■ **Entries supplied**
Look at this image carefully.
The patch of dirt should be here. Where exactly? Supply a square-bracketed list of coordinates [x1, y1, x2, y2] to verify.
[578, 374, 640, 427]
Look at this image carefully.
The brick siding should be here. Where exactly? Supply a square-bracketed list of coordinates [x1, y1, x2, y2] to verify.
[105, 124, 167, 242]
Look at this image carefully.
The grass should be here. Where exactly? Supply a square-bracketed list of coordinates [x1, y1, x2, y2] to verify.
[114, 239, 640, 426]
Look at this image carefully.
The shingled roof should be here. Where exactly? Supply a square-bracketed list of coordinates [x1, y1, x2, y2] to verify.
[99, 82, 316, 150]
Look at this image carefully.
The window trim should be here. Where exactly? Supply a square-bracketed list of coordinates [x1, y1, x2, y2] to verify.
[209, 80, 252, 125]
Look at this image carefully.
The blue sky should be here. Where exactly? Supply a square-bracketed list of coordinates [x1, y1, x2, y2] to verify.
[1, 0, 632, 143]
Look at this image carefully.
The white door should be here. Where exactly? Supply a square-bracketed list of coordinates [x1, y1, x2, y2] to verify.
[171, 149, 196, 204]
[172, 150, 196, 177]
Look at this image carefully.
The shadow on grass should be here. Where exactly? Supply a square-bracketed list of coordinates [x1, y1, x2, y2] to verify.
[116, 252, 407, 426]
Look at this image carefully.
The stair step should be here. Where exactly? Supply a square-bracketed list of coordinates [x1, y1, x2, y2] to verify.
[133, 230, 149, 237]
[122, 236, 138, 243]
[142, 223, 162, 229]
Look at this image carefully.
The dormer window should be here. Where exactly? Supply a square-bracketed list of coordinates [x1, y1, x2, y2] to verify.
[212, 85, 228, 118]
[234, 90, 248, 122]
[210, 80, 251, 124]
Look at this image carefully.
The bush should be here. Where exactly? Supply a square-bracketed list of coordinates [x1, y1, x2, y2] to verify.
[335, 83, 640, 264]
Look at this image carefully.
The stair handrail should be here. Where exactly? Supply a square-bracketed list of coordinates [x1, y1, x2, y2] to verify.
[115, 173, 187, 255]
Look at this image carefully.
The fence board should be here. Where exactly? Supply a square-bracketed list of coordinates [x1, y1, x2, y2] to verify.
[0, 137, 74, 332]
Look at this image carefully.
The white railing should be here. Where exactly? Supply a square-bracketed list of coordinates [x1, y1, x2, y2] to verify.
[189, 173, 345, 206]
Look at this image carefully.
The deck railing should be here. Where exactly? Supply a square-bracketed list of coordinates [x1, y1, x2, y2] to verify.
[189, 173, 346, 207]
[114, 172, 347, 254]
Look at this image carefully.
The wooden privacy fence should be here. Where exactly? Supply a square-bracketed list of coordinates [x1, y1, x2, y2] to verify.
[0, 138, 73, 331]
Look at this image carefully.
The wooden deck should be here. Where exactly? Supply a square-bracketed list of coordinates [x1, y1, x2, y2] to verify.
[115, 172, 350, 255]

■ **Task goal**
Your reply must reproduce all records above exactly.

■ **Result for this exercise**
Look at this image carefully.
The patch of dirt should be here. Where exactly? Supply a square-bracketed list of coordinates [x1, y1, x2, y2] to verify.
[578, 374, 640, 427]
Look at this image carefully.
The brick siding should be here. Where exactly? Supply a square-bracketed list of coordinates [x1, y1, x2, y2] to verify.
[105, 124, 167, 242]
Look at this image carefully.
The grass should be here. Where exactly? Supply a square-bracketed list of coordinates [x1, y1, x2, y2] to verify.
[114, 239, 640, 426]
Look at this image carefully.
The shingled roof should be here. Where exactly? Supply a square-bracketed list of coordinates [x1, y1, x2, y2] to verify.
[99, 82, 316, 150]
Look at this image carefully.
The window trim should be here. Where exactly? Supply a square-bracketed list of coordinates [x1, y1, x2, y2] to verify.
[209, 80, 252, 125]
Look at this image carefully.
The blue sky should be here. Where exactly? Supply a square-bracketed list of coordinates [x1, y1, x2, y2] to verify.
[1, 0, 632, 143]
Look at this image carefully.
The white door should be here. Where exactly? Supply a square-bracketed list of coordinates [x1, y1, x2, y2] to verify.
[171, 149, 196, 204]
[172, 150, 196, 177]
Look at this image carefully.
The shadow on grass should be here. Where exactly? Supply a square-bracketed list of coordinates [x1, y1, x2, y2] to verify.
[116, 252, 407, 426]
Look at this image carefully.
The stair step should be here. Where exactly? Supply a square-bracketed list of coordinates [x1, y1, x2, y2] to verify.
[133, 230, 149, 237]
[122, 236, 138, 243]
[142, 223, 162, 229]
Look at this image carefully.
The dormer window should be here. Where exactly? Supply a square-bracketed list of coordinates [x1, y1, x2, y2] to verify.
[212, 85, 228, 118]
[234, 90, 248, 122]
[210, 80, 251, 124]
Look at this image carefully.
The bush should be here. Where exactly? Supply a square-bracketed list of coordinates [x1, y1, x2, y2] to verify.
[335, 83, 640, 264]
Look at this image carefully.
The stair handrail should be here. Where exactly? Supply a square-bracketed list of coordinates [x1, y1, x2, y2] to verify.
[115, 173, 187, 255]
Look at this image carefully.
The fence board should be here. Where exactly? Supply a square-bracketed list of coordinates [x1, y1, x2, y2] to verify.
[0, 137, 74, 332]
Look at this image carefully.
The white railing should be here. Where exactly? Supply a square-bracketed list of coordinates [x1, y1, x2, y2] to verify.
[189, 173, 345, 206]
Look at this image carefully.
The deck railing should be here. Where exactly? Supply a square-bracketed list of coordinates [x1, y1, x2, y2] to verify.
[189, 173, 346, 207]
[114, 172, 347, 254]
Look at this image carefully.
The wooden privacy fence should be here. Where exactly? Supply a square-bracketed list of coordinates [x1, y1, x2, y2] to verify.
[0, 138, 73, 331]
Look at this image carefully.
The wooden deck should be here. Where exactly? Supply a square-bracketed list of coordinates [x1, y1, x2, y2] to verify.
[115, 172, 350, 255]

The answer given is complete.